_What is expected:_ Swap every "Place a marker" in the records below for "Put a pin" and reproduce all the records with nothing else altered.
•••
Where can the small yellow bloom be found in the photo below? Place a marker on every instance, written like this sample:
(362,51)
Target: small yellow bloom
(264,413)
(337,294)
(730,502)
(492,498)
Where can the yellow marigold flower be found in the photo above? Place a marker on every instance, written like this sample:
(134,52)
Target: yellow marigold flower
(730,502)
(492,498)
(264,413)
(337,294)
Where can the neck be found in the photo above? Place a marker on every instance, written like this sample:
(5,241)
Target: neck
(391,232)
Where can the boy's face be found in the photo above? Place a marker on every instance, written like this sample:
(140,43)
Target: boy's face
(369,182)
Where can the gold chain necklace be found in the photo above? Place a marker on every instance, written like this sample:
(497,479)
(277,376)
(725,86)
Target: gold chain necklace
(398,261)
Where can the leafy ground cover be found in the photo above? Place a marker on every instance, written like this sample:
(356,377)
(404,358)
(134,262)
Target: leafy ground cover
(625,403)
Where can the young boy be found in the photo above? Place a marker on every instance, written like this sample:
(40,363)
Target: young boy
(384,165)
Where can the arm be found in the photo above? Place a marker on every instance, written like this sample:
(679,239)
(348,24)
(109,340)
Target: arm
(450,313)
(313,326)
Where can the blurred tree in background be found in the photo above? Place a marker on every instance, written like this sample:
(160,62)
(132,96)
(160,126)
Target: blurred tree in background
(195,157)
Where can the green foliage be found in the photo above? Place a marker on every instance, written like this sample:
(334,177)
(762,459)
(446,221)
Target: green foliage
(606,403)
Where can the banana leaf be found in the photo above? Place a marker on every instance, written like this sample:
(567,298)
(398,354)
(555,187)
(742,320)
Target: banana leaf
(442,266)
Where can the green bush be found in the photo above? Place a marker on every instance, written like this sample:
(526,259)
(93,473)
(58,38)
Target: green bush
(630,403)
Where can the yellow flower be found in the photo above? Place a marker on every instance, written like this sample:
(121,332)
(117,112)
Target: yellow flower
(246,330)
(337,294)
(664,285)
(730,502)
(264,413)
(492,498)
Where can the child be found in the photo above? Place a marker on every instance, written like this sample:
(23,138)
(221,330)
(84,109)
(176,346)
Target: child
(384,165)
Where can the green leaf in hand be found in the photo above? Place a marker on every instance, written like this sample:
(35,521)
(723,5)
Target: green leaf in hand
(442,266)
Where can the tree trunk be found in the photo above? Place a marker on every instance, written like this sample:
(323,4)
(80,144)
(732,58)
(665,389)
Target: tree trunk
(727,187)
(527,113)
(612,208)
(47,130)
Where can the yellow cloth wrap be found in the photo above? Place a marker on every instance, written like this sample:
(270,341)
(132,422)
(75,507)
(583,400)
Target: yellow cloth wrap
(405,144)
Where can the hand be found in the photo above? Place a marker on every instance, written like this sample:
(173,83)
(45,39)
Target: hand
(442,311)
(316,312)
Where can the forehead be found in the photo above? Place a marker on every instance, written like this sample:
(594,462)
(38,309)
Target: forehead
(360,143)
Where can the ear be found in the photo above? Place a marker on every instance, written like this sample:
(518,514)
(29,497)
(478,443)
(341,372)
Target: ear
•••
_Exercise response:_
Where can the small yellow bloom be found in the photo below? Put a pin on every instance, written like this sample:
(362,51)
Target: small yellow bloom
(264,413)
(337,294)
(730,502)
(492,498)
Where can the yellow marigold flower be found in the photo above? Put a pin on every instance, written like this sample:
(134,52)
Target: yellow marigold flower
(730,502)
(492,498)
(264,413)
(337,294)
Where can the neck be found in the photo above? Put a pin on every instance, written like this sample:
(5,241)
Target: neck
(391,232)
Where can the boy's face be found in the photo above? Put a pin on every instance, written like this sample:
(140,43)
Target: boy's face
(369,182)
Where can the gold chain necklace be found in the photo above? Put a pin on every instance, written like this sample:
(497,479)
(277,376)
(725,86)
Target: gold chain necklace
(398,261)
Where can the leafy ground cover be found in the photo above? Put a pin on every instance, written like this sample:
(356,377)
(404,358)
(134,262)
Target: leafy ground cover
(625,403)
Where can the young boy be found in the photo above? Put a pin on every instance, written like this sample:
(40,363)
Target: young boy
(384,165)
Where can the arm be found in the photo above? Put a pin on every instance, written like this sample:
(679,239)
(348,24)
(109,340)
Target: arm
(450,313)
(313,326)
Where can the blurred tree in background be found in the photo above? Put a pin on every instance, written like this sample:
(160,62)
(132,96)
(160,126)
Target: blurred tree in background
(195,157)
Where can the green foliage be found in the photo above? Put a pin on every instance, written like this sample:
(334,177)
(762,459)
(446,221)
Target: green foliage
(606,403)
Where can the banana leaf be found in the photo above? Put a pin on every instance, written like this sample:
(567,298)
(398,354)
(555,187)
(742,320)
Target: banana leaf
(442,266)
Where can the green bush be found in the photo above? Put a pin on every instance, written like this sample:
(526,259)
(93,473)
(58,38)
Target: green bush
(630,403)
Where can the yellow flower be found in the photo above? Put a pin on every instance, written like this sample:
(121,332)
(117,112)
Target: yellow flower
(246,330)
(337,294)
(664,285)
(730,502)
(264,413)
(492,498)
Where can the child be found in the photo above? Put a pin on every instance, written like this sample:
(23,138)
(221,330)
(84,109)
(176,346)
Target: child
(384,165)
Where can the green leaf in hand be found in the photo above? Put a pin on every instance, written like this sample:
(35,521)
(723,5)
Target: green leaf in hand
(442,266)
Where can the tree trunk be found in the photo above? Put a pin on every instance, written like this sample:
(323,4)
(80,144)
(732,58)
(665,389)
Target: tree trunk
(727,187)
(527,113)
(612,208)
(47,130)
Where can the yellow cloth wrap be found in the photo above? Put a pin on every instance, written like this sample:
(270,341)
(132,422)
(75,507)
(583,400)
Target: yellow cloth wrap
(405,144)
Where can the hand be found in the photo above? Put a pin on every instance, written like this sample:
(173,83)
(45,39)
Target: hand
(442,311)
(316,312)
Where can the forehead be found in the photo above? Put a pin on every instance, written like this sample:
(594,462)
(38,309)
Target: forehead
(360,143)
Where can the ear be found in the photo above? Put a pin on every instance, written like this sample:
(518,514)
(29,497)
(478,443)
(341,372)
Target: ear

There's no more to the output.